**KUTIPAN DOKUMEN**

Saya jadi tertarik membahas hal ini karena beberapa waktu lalu membaca postingan dari salah seorang Investor Sukses Individual asal Indonesia juga. Bukan Pak Lo Kheng Hong. Bukan Pak Haiyanto. Tapi Bapak Joeliardi Sunendar. Beliau punya perusahaan cangkang di luar negeri yang digunakan sebagai kendaraannya dalam berinvestasi di pasar modal lokal dan luar negeri.
Salah satu yang dibahas bapak Joeliardi adalah tentang laba perusahaan. Menurut beliau, kita sebagai investor sebaiknya tidak hanya mengamati angka-angka laba bersih apalagi laba bersih per saham. Lebih bagus kalau laba tersebut kita bandingkan juga dengan arus kas, terutama dari arus kas aktivitas operasi.
Mengapa?
Ternyata, menurut beliau, bagian yang paling mudah (dan paling sering) di manipulasi dalam sebuah laporan keuangan adalah angka-angka laba tadi. Angka-angka laba bersih (dan rugi bersih), adalah angka-angka yang muncul dari sejumlah asumsi dan prinsip-prinsip akuntansi.
Selain laba bersih, ternyata neraca juga bisa berbeda antara kondisi riil dan laporan keuangannya.
Salah satu prinsip yang membuatnya timpang adalah penyusutan. Penyusutan itu tidak jelas angkanya, yang ada hanya asumsi. Ilustrasinya begini:
Suatu mesin produksi, secara hitung-hitungan akuntansi, punya umur manfaat selama 10 tahun--sebut saja begitu. Padahal, manajemen PT ABCD sangat memperhatikan perawatan mesin sehingga setelah 15 tahun pun mesin itu 90% masih sangat bagus operasinya. Menurut kita yang mengamati mesin itu langsung, harganya harusnya masih sekitar 90% dari harga beli awal (mungkin agak kurang dikit). Tapi, dengan menggunakan prinsip penyusutan (dimana perhitungannya harus menggunakan angka yang pasti), harusnya harga mesin itu ditaksir sudah jatuh mungkin lebih dari setengahnya. Tapi ya lagi-lagi, itu hanya hitungan akuntansi yang di atas kertas, tidak nyata. Dan yang 'tidak nyata' ini, rupanya harus benar-benar dimasukkan ke dalam laporan keuangan yang sifatnya resmi dan punya kekuatan hukum.

**CUPLIKAN DATA**
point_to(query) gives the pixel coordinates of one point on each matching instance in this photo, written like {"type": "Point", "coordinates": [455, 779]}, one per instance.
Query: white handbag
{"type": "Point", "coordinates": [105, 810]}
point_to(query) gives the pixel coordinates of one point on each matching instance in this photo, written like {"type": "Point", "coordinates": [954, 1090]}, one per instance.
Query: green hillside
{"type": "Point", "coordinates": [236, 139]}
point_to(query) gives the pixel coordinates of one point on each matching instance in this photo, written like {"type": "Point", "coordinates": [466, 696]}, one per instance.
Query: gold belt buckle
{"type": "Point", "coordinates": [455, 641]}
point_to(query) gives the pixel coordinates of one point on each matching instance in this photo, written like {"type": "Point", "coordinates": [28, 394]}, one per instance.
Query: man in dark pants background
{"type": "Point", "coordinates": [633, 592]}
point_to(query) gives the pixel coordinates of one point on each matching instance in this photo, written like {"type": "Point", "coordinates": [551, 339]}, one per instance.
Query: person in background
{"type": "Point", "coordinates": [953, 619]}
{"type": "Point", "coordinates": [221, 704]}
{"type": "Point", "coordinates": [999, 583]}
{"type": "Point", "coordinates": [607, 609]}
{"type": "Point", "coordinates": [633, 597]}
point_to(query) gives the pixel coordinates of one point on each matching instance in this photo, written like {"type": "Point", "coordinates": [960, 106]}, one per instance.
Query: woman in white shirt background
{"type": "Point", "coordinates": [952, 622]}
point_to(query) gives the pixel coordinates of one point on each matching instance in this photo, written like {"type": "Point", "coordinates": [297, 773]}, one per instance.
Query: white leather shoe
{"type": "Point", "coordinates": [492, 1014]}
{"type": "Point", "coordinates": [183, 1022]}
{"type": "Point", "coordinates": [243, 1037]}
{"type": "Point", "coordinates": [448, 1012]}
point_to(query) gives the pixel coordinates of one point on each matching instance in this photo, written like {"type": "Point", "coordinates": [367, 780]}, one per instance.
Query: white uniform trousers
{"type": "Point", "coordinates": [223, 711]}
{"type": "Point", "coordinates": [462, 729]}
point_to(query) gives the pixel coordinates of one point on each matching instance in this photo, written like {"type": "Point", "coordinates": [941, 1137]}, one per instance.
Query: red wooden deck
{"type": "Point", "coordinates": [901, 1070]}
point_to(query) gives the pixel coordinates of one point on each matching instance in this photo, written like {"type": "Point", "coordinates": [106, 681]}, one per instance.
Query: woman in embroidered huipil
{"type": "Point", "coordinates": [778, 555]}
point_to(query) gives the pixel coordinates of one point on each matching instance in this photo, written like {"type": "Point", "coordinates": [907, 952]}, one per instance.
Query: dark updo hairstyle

**PETUNJUK TUGAS**
Bisakah Anda melanjutkan tulisan tentang laba dan penyusutan dalam laporan keuangan di atas, mulai setelah kalimat terakhirnya?

**JAWABAN BERIKUT**
Kalau untuk laba bersih, yang cukup sering mengelabui-nya adalah sumber masuknya laba bersih itu. Misal, suatu perusahaan tahun lalu punya laba bersih 1 Milyar. Begitu pun laba bersih di tahun-tahun sebelumnya, angkanya sekitar 800 juta-1.2 milyar. Tiba-tiba saja tahun ini, laba-nya melonjak menjadi 10 Milyar. Buat investor yang tidak hati-hati, pasti mereka akan riang gembira melihat lonjakan laba ini.
Namun bagi yang tidak mudah percaya (di buku Intelligent Investor karya Benjamin Graham, dia menyebutnya 'Investor Agresif') tentu akan menyelidiki kenapa lonjakan itu bisa muncul. Lalu kemudian anda mendapati bahwa 6 bulan lalu perusahaan tersebut melakukan Right Issue/Menerbitkan saham baru sebesar 2x lipat saham beredar sebelumnya. Ternyata dana besar dari penerbitan saham baru itulah yang dimasukkan ke dalam akun 'laba bersih'. Laba-nya bukan hasil kegiatan usaha yang nyata. Parahnya, kepemilikan pemegang saham lama yang tidak top-up alias beli saham terbitan baru juga secara prosentase berkurang hingga 66%. Gimana kalo di kemudian hari anda, seandainya saja punya sahamnya juga, mengalami hal yang sama?
So, kata bapak Joeliardi, kita sebaiknya fokus pada hal-hal yang susah dimanipulasi, hal-hal yang dapat dinyatakan secara apa adanya secara angka. Beruntung, materi-materi yang susah dimanipulasi juga ada di laporan keuangan.
Apa itu?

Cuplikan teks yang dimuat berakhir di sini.